§ **Tasks and exercises**:
a – In the essay on freedom, update the part that opens with the words containing "The psychological price of" and closes with "only gotten worse.", putting "onlookers" in place of "spectators".
b – Turn the paragraph of the essay on freedom that begins "Today’s anarchists are split" into a short list that keeps its main facts.
c – According to the essay on freedom, what is the title of the book Guy Debord published in 1967?

Provided text below:

It was in light of these conditions that Sigmund Freud published Civilization and Its Discontents in1930, an examination of the psychological price paid for repressing personal drives and freedoms to conform to the demands of civilization. And yet, “Most people do not really want freedom,” he observed, “because freedom involves responsibility, and most people are frightened of responsibility.”
The psychological price of modernity remains an ongoing issue. Guy Debord, in his 1967 book Society of the Spectacle, described the way modern industrialized society turns humanity to spectators, disconnected and separated from the activity of real life and each other. The resultant “spectacle” he noted, fabricates power of its own which imposes a false reality upon culture, one that completely captures attention and creates its own truth, imposing itself “as the tangible par excellence….the world of the commodity dominating all that is lived.” So much, he concludes, for freedom; and it has only gotten worse.
Eric Fromm, in 1994, examined some of the same ideas in his book, Escape From Freedom. In it, he examined the ways in which freedom creates great psychological and emotional difficulty in people; for many, coping with freedom produces such powerful anxiety that they instead turn to authoritarians for relief. His book clearly explains our current situation; “…modern man,” he wrote, “still is anxious and tempted to surrender his freedom to dictators of all kinds.”
Today’s anarchists are split between anarcho-primitives like left-wing authors Derrick Jensen and John Zerzan, who explicitly advocate the dismantling of civilization and a return to an agrarian, land-based culture of cooperation, versus the MAGAist Manifesto of Roger Stone, Steve Bannon and Ron Desantis’ and its right-wing, mythological interest in dismantling “the deep state” and replacing it with a modern form of populist tyranny.
MAGA, a revolutionary anarchist movement devoid of any coherent political philosophy or leader other than the four-time-indicted, largely incoherent, malignant narcissist Donald Trump, expresses behaviors typical of extreme emotional and psychological discontent. Like most revolutionary movements – poorly focused, ill-informed, feelings-driven, and cult-like in habit – the MAGA revolt embodies a lethal combination of humiliation, anger, and blame. It is decidedly not Republican nor conservative, and clearly anti-democratic. As such, the MAGA-Anarchist revolution presents a clear and present danger.
A stellar synthesis of both the historic and philosophic underpinnings of our current state of affairs. The challenge that remains is how to resolve the tension and disarray within our current social structure; one that appears to be quite fragile. Leaders (both heroic and demonic) have historically filled the void. The question is, where are they to be found?
Excellent and important piece. Perhaps greater in philosophical depth than many readers will find worth the challenge, but don’t give up. Stay at least with the basic message: MAGAs are not Republicans or conservatives but destructive anarchists who are pulling us toward authoritarianism. A specific example: Texas is now leading efforts to control not only women’s health care but anyone’s freedom to travel out of state to seek health care. Want to take a trip from Texas to California? You might be stopped at the border and arrested.

End of Provided text.
Recorded information below:

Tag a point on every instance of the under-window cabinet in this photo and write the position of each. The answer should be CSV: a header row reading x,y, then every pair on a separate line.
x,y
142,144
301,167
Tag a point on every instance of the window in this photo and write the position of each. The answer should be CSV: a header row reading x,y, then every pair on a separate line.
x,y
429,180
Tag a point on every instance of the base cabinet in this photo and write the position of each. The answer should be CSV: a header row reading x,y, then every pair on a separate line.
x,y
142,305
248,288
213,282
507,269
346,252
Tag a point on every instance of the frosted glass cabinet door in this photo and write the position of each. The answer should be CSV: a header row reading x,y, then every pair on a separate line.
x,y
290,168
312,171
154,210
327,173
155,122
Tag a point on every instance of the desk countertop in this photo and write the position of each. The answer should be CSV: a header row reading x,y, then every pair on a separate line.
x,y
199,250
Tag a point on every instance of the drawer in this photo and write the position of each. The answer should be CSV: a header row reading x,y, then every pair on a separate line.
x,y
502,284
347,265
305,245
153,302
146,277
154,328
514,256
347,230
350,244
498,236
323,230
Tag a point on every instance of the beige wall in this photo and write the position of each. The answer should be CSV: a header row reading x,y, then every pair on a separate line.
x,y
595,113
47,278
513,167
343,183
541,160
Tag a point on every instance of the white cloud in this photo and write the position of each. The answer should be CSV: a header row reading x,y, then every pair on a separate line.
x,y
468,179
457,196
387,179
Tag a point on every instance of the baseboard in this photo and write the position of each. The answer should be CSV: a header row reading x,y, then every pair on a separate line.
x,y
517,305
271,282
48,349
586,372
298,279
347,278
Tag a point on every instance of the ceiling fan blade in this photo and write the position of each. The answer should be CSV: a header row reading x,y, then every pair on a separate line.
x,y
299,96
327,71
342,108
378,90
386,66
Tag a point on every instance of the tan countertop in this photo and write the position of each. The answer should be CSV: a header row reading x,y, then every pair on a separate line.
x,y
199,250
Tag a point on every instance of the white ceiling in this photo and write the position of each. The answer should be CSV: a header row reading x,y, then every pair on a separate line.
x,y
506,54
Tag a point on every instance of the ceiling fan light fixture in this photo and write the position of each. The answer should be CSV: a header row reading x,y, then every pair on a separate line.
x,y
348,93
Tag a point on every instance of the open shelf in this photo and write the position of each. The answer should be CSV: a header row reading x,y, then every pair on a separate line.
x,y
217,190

End of Recorded information.

§ **Solution set**:
a –
The psychological price of modernity remains an ongoing issue. Guy Debord, in his 1967 book Society of the Spectacle, described the way modern industrialized society turns humanity to onlookers, disconnected and separated from the activity of real life and each other. The resultant “spectacle” he noted, fabricates power of its own which imposes a false reality upon culture, one that completely captures attention and creates its own truth, imposing itself “as the tangible par excellence….the world of the commodity dominating all that is lived.” So much, he concludes, for freedom; and it has only gotten worse.

b –
Today’s anarchists are split into two camps:
- Anarcho-primitives, such as left-wing authors Derrick Jensen and John Zerzan, who explicitly call for dismantling civilization and returning to an agrarian, land-based culture of cooperation.
- The MAGAist Manifesto of Roger Stone, Steve Bannon and Ron Desantis, with its right-wing, mythological interest in dismantling “the deep state” and replacing it with a modern form of populist tyranny.

c – Society of the Spectacle.